PAGE EXTRACT
--- START ---

Health insurance is supposed to keep Americans from ending up socked with huge bills, but that's not always the case today.
A rising number of Americans are "underinsured": They technically have health insurance coverage, but the plans come with such high deductibles and co-pays that many are shelling out more than 10 percent of their income to cover medical expenses. That's a finding in a new study from the Commonwealth Fund, a private foundation that studies health care. The trend is only getting worse as 24 million Americans between 19 to 64 years old fell into that category last year, compared with 14 million in 2003.
The bulk of America's underinsured are covered through employer-sponsored plans. The study noted that its results don't include the impact of the Affordable Care Act because the survey polled people before the health care reform completely went into effect. The rates of underinsured adults were the highest for those working for small companies, with 27 percent of people working at businesses with fewer than 100 workers considered underinsured, compared with 14 percent for those with more than that.

--- END ---

SUPPLIED RECORDS
--- START ---

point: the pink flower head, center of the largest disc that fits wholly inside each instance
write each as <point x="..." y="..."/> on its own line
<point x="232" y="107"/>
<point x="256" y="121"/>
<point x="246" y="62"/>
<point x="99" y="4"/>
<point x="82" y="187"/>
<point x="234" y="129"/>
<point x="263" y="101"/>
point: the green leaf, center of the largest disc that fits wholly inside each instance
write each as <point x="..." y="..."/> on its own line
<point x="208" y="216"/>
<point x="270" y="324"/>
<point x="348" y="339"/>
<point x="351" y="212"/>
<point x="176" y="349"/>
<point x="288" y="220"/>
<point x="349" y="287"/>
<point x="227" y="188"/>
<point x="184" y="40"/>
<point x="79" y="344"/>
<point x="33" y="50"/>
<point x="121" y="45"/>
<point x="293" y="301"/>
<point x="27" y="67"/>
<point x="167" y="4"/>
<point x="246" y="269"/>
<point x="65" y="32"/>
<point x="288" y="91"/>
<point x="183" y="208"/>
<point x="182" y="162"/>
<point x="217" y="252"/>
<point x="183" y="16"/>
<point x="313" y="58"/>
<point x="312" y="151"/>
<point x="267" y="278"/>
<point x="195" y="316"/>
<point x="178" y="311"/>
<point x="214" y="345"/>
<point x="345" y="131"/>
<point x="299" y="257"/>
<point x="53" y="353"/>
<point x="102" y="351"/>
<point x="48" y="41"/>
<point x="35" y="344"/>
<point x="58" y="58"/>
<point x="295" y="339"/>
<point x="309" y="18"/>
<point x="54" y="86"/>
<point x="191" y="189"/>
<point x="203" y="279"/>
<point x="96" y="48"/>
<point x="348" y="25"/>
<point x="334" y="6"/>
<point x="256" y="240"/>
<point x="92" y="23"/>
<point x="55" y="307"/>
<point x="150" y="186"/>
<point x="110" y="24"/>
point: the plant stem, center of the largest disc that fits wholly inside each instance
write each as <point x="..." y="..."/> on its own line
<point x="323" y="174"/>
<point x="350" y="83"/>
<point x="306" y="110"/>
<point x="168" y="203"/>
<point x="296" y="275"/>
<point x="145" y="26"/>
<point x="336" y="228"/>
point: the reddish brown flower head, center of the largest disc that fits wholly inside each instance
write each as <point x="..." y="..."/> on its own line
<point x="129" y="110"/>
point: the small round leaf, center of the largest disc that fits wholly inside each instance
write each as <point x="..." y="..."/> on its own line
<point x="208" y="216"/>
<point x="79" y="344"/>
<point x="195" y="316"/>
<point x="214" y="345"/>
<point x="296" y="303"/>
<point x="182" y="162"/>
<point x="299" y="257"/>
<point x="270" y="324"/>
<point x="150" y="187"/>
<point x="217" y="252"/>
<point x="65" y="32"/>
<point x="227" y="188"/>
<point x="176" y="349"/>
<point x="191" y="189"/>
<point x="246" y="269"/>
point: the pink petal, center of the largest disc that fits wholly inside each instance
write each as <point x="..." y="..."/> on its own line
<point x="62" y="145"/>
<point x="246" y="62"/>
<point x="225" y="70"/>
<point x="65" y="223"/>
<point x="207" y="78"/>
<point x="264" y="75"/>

--- END ---
--- START ---

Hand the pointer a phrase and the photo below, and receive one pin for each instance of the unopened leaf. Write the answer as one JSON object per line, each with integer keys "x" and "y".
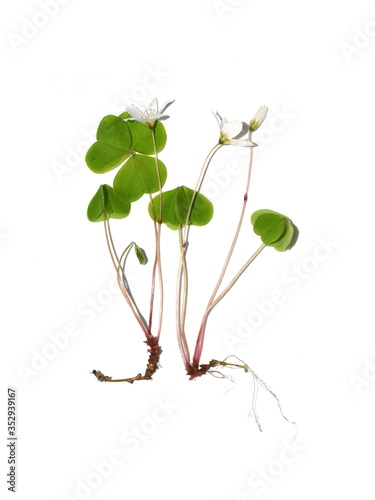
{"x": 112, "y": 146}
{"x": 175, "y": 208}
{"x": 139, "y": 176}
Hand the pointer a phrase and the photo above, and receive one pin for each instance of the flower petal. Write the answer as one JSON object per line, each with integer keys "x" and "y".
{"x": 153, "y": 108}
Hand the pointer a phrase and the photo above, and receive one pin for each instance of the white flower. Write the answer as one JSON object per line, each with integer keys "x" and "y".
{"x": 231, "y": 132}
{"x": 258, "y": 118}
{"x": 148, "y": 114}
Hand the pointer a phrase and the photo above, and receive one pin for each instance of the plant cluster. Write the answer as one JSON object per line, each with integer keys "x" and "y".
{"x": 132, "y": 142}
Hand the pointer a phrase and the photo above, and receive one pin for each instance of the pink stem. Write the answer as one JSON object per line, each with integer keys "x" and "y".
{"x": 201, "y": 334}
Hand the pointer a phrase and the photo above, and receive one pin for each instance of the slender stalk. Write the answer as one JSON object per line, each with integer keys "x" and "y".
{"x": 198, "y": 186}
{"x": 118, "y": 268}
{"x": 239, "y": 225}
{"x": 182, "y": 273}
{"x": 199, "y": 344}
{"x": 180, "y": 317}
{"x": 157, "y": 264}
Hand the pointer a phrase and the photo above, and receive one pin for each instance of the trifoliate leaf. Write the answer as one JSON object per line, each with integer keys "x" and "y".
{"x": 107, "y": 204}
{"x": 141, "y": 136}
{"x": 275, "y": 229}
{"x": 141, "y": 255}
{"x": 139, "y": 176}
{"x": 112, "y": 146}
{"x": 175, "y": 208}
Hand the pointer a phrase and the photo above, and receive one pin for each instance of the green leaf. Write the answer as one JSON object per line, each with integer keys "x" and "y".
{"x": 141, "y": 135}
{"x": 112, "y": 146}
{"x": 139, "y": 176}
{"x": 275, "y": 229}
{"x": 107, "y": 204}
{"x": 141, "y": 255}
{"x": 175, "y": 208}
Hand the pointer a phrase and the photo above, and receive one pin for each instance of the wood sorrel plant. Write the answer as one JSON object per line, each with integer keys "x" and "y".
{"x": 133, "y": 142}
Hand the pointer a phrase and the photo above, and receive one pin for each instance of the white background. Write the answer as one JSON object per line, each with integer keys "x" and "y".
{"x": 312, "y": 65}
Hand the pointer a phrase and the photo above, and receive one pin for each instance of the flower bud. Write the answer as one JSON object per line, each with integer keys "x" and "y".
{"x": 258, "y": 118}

--- END ---

WORK TO COMPLETE
**a.** How would you render this sentence from the article on underinsured Americans in Spanish: "The bulk of America's underinsured are covered through employer-sponsored plans."?
**b.** Can you extend the article on underinsured Americans with a few more sentences, picking up after its last one?

LIST OF ANSWERS
**a.** La mayor parte de los estadounidenses con seguro insuficiente tiene cobertura a través de planes patrocinados por el empleador.

**b.**
The downsides to underinsurance range from Americans opting to skip needed health care because of concerns about costs to crushing medical bills that sapped their savings and lowered their credit scores.
"Millions of consumers continue to be saddled with high out-of-pocket health care costs," the report noted. "The steady growth in the proliferation and size of deductibles threatens to increase underinsurance in the years ahead."
Being underinsured leaves Americans at greater risk for running into problems with medical bills. About half of the underinsured reported problems with paying their medical debts or said they were paying off the obligations. Remarkably, that's the same rate as adults who are uninsured, the study found.
Half of underinsured adults with deductibles of at least $1,000 were paying off medical bills of $4,000 or more, the report added.
"Many adults who have struggled to pay their medical bills report lingering financial problems as a result," the report noted. "People who are underinsured and those who are uninsured have the highest rates of such problems: both groups had higher debt loads and lower incomes than adults who were insured but not underinsured."
As companies seek to cope with rising health care costs, many are looking to reduce expenses by raising deductibles and co-pays. The problem, the study found, is that deductibles are rising faster than income for many American families, leaving them increasingly strapped when they need coverage.
The findings suggest that America needs new approaches for managing health plans, such addressing the fact that many plans have out-of-network physicians working in in-network hospitals, which can unexpectedly saddle families with huge bills.